== RECORD LIST

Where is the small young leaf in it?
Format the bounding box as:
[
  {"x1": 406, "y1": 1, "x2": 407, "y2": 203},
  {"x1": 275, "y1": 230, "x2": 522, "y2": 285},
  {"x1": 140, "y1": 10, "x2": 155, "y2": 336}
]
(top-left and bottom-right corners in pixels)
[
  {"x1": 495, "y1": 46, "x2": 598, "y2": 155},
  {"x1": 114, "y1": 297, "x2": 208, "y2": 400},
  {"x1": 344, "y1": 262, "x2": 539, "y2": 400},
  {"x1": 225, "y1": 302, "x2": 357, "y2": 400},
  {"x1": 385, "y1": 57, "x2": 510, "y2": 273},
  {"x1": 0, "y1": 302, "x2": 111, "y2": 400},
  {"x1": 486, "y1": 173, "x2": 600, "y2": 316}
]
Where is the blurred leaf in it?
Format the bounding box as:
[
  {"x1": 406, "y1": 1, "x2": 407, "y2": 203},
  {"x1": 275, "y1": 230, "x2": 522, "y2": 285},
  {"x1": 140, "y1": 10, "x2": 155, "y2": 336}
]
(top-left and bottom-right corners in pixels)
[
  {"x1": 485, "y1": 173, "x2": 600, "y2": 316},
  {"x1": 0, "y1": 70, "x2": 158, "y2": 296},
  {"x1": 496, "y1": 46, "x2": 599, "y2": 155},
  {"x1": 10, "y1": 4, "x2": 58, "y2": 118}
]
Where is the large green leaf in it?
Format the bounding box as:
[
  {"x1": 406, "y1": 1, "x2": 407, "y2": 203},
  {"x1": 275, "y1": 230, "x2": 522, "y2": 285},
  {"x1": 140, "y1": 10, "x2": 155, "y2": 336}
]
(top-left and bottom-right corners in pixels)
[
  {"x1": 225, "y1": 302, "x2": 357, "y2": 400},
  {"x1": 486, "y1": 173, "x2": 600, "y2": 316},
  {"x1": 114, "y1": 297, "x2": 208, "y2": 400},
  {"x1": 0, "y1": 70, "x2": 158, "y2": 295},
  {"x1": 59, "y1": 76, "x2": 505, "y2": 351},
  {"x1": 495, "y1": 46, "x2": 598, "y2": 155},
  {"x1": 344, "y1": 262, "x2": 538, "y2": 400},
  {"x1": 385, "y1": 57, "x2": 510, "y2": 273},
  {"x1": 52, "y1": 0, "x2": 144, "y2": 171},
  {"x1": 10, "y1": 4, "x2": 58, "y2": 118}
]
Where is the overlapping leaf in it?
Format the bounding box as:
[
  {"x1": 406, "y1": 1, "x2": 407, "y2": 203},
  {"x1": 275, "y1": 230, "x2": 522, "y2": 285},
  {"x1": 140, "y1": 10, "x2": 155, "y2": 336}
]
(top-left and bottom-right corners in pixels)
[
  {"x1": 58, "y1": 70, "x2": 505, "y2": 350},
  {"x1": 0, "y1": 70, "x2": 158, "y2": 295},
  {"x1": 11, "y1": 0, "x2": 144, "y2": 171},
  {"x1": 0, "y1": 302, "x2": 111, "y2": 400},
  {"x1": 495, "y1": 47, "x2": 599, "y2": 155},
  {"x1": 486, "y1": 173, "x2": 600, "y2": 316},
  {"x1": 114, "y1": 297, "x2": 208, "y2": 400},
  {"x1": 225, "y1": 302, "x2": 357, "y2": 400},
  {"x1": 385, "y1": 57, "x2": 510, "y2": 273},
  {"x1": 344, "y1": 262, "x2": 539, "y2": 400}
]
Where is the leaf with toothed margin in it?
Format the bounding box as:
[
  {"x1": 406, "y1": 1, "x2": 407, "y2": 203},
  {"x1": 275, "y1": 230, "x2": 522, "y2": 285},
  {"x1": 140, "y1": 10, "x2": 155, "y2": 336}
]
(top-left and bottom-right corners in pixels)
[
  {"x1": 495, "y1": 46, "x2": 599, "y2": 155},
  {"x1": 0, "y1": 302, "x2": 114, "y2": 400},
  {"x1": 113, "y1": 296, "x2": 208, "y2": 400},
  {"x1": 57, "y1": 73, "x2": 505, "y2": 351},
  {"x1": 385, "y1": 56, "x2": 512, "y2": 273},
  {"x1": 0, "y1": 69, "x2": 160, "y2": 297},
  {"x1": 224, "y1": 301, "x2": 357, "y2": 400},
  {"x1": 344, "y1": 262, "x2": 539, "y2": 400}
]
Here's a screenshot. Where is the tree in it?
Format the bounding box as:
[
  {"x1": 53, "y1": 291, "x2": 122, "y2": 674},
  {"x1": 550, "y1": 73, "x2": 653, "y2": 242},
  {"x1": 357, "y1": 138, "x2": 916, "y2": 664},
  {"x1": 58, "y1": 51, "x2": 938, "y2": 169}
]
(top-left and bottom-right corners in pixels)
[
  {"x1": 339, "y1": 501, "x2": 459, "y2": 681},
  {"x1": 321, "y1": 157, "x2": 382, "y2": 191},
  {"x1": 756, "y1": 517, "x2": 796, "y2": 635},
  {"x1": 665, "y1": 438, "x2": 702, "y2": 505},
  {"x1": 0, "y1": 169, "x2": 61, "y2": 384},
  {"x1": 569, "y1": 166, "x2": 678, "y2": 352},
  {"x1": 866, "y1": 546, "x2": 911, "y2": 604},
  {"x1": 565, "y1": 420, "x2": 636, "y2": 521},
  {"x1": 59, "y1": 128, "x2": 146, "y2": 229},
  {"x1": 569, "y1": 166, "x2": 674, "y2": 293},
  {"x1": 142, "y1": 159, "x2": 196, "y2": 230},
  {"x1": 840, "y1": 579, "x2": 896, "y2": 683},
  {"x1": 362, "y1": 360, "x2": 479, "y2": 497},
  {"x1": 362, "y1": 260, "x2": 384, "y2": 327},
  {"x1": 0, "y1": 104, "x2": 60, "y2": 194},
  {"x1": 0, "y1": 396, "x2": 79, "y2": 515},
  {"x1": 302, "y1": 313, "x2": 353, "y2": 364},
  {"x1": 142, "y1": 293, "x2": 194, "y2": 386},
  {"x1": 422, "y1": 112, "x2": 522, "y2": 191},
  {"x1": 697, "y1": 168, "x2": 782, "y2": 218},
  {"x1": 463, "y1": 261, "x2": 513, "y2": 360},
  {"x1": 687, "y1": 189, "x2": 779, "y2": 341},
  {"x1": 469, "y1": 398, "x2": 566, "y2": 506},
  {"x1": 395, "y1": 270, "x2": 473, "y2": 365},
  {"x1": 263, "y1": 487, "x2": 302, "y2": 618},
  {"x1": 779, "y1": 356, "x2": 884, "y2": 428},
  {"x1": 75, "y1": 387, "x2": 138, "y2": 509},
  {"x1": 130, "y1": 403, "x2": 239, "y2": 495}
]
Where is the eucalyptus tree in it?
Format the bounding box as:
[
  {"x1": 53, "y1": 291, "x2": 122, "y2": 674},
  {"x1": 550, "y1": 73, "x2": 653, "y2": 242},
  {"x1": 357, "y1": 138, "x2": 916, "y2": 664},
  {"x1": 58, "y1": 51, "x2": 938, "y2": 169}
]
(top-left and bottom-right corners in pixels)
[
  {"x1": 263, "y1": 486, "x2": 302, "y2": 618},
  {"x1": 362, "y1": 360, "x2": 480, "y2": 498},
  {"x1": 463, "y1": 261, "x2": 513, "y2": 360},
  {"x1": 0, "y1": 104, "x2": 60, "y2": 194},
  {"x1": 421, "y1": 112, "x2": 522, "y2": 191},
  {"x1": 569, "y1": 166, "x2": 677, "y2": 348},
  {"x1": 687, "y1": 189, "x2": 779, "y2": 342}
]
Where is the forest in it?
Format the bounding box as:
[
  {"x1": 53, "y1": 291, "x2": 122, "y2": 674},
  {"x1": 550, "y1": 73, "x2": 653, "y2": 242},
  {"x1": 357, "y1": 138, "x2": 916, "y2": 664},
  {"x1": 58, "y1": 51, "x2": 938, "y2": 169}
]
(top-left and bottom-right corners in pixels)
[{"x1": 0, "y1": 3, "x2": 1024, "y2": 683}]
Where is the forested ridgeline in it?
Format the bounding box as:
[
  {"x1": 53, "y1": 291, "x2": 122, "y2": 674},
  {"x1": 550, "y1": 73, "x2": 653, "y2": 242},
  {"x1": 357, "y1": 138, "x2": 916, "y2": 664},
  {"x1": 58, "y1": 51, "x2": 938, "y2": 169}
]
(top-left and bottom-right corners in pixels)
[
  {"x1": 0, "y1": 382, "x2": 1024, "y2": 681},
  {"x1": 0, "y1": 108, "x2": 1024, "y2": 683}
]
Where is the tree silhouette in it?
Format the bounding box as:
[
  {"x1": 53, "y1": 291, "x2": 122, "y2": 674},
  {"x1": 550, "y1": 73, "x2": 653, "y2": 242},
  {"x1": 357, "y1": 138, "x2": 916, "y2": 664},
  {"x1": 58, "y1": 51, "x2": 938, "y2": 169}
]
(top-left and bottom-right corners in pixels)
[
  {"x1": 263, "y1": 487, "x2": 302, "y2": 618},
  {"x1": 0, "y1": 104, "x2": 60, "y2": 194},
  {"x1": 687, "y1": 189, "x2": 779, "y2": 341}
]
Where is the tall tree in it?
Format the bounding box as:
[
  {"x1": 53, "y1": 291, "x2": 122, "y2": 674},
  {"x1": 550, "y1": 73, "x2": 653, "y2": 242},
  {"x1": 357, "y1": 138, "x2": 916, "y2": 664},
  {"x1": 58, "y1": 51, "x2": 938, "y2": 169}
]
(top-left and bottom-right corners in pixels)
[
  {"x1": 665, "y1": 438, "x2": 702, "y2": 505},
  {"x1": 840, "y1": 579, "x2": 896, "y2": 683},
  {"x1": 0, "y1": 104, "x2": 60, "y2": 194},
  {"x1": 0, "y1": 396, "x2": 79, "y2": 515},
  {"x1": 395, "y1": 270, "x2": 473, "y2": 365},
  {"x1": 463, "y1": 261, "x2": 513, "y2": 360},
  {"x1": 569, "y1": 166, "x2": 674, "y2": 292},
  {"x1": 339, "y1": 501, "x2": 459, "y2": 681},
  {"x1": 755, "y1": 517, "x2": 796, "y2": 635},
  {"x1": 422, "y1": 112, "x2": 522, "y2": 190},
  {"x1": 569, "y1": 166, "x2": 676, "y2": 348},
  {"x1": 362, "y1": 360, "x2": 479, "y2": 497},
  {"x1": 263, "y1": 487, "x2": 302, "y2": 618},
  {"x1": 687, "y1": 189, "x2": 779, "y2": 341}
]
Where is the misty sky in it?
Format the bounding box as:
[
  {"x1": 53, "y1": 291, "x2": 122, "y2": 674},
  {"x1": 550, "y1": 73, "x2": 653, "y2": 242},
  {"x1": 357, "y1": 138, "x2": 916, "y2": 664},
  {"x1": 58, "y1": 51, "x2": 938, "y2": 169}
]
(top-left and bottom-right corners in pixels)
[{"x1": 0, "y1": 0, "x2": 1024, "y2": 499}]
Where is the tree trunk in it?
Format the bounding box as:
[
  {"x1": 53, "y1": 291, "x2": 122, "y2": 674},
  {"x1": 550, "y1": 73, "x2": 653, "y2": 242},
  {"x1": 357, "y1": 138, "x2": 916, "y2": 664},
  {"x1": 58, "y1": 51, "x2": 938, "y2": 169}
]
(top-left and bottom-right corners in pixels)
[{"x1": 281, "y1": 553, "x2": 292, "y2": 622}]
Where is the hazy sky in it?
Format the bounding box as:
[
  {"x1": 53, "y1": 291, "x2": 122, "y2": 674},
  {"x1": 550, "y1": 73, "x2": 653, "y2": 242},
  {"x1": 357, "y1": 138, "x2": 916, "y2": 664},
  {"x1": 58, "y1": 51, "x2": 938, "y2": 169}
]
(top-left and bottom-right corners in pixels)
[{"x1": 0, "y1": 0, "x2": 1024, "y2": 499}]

====

◆ EXERCISE BRIEF ◆
From the rows above, pick out every line that contains the word "leaf". Case counts, so match only that exact capitalization.

◆ TASK ANSWER ◆
Where is the small young leaf in it?
Where is the blurred leaf in it?
Where is the large green leaf in it?
Where is the overlapping leaf in it?
Where is the leaf with toothed margin in it?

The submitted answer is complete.